--- START Article ---

L'arrivée d'un train en gare de La Ciotat (translated from French into English as The Arrival of a Train at La Ciotat Station, Arrival of a Train at La Ciotat (US) and The Arrival of the Mail Train, and in the United Kingdom as Train Pulling into a Station) is an 1895 French short documentary film directed and produced by Auguste and Louis Lumière. Contrary to myth, it was not shown at the Lumières' first public film screening on 28 December 1895 in Paris, France: the programme of ten films shown that day makes no mention of it. Its first public showing took place in January 1896. It is indexed as Lumière No. 653.

Synopsis

This 50-second silent film shows the entry of a train pulled by a steam locomotive into the gare de La Ciotat, the train station of the French southern coastal town of La Ciotat, near Marseille. Like most of the early Lumière films, L'arrivée d'un train en gare de La Ciotat consists of a single, unedited view illustrating an aspect of everyday life, a style of filmmaking known as actuality. There is no apparent intentional camera movement, and the film consists of one continuous real-time shot.

Production
This 50-second movie was filmed in La Ciotat, Bouches-du-Rhône, France. It was filmed by means of the Cinématographe, an all-in-one camera, which also serves as a printer and film projector. As with all early Lumière movies, this film was made in a 35 mm format with an aspect ratio of 1.33:1.

Contemporary reaction

The film is associated with a well-known rumor in the world of cinema. The story goes that when the film was first shown, the audience was so overwhelmed by the moving image of a life-sized train coming directly at them that people screamed and ran to the back of the room. Hellmuth Karasek in the German magazine Der Spiegel wrote that the film "had a particularly lasting impact; yes, it caused fear, terror, even panic." However, some have doubted the veracity of this incident such as film scholar and historian  in his essay, "Lumiere's Arrival of the Train: Cinema's Founding Myth". Others such as theorist Benjamin H. Bratton have speculated that the alleged reaction may have been caused by the projection being mistaken for a camera obscura by the audience which at the time would have been the only other technique to produce a naturalistic moving image.

3D and other versions
What most film histories leave out is that the Lumière Brothers were trying to achieve a 3D image even prior to this first-ever public exhibition of motion pictures. Louis Lumière eventually re-shot L'Arrivée d’un Train with a stereoscopic film camera and exhibited it (along with a series of other 3D shorts) at a 1934 meeting of the French Academy of Science. Given the contradictory accounts that plague early cinema and pre-cinema accounts, it is plausible that early cinema historians conflated the audience reactions at these separate screenings of L'Arrivée d’un Train. The intense audience reaction fits better with the latter exhibition, when the train apparently was actually coming out of the screen at the audience. But due to the fact that the 3D film never took off commercially as the conventional 2D version did, including such details would not make for a compelling myth.

--- END Article ---
--- START Extracted information ---

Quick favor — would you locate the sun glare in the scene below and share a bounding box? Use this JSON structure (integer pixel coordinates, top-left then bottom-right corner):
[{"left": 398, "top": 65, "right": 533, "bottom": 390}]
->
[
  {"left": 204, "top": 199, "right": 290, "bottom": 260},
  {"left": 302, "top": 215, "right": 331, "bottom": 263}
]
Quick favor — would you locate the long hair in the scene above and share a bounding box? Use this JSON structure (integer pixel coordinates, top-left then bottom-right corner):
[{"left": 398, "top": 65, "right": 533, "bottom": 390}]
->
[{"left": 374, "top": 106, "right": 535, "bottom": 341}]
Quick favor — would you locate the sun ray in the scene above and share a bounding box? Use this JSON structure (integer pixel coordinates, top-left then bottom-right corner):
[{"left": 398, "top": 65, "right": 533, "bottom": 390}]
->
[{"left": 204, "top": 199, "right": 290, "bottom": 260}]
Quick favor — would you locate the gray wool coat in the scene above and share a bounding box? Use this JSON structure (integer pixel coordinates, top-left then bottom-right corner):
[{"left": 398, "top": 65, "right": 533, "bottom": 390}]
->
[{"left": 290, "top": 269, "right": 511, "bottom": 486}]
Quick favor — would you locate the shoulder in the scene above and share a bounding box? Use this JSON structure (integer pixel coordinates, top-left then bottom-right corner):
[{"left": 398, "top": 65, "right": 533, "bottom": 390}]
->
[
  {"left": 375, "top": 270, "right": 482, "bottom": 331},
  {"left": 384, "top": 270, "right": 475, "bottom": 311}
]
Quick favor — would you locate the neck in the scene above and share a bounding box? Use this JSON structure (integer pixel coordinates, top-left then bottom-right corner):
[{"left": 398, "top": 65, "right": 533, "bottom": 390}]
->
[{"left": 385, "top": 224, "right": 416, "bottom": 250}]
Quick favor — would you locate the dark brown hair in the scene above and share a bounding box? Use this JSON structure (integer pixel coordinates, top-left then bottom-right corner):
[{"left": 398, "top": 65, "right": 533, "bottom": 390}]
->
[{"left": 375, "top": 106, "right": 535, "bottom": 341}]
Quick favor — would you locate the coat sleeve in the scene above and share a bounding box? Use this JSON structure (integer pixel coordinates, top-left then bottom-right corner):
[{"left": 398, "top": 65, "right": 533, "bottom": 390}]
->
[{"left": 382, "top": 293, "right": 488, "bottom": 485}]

--- END Extracted information ---

--- Requirement ---
Please carry on the article about the Lumière train film, beginning right after its final sentence.

--- Written answer ---
Additionally, Loiperdinger notes that "three versions of L'Arrivée d'un train en gare de La Ciotat are known to have existed". According to L’œuvre cinématographique des frères Lumière, the Lumière catalogue website, the version most found online is of an 1897 reshoot which prominently features women and children boarding the train.

Current status

The short has been featured in a number of film collections including Landmarks of Early Film volume 1. A screening of the film was depicted in the 2011 film Hugo, and the film is featured in the intro sequence of the 2013 video game Civilization V: Brave New World. The scene of the train pulling in was placed at #100 on Channel 4's two-part documentary The 100 Greatest Scary Moments.

References

External links

Original film (Lumière No. 653) on The Internet Archive
L'Arrivée d'un train en gare de La Ciotat - Relief 3D a stereoscopic/3D film of the 1934 Lumière reshot.
The Lumiere Institute, Lyon, France
 L'Arrivée d'un train en gare de La Ciotat: an interpretation at the Cinemaven blog.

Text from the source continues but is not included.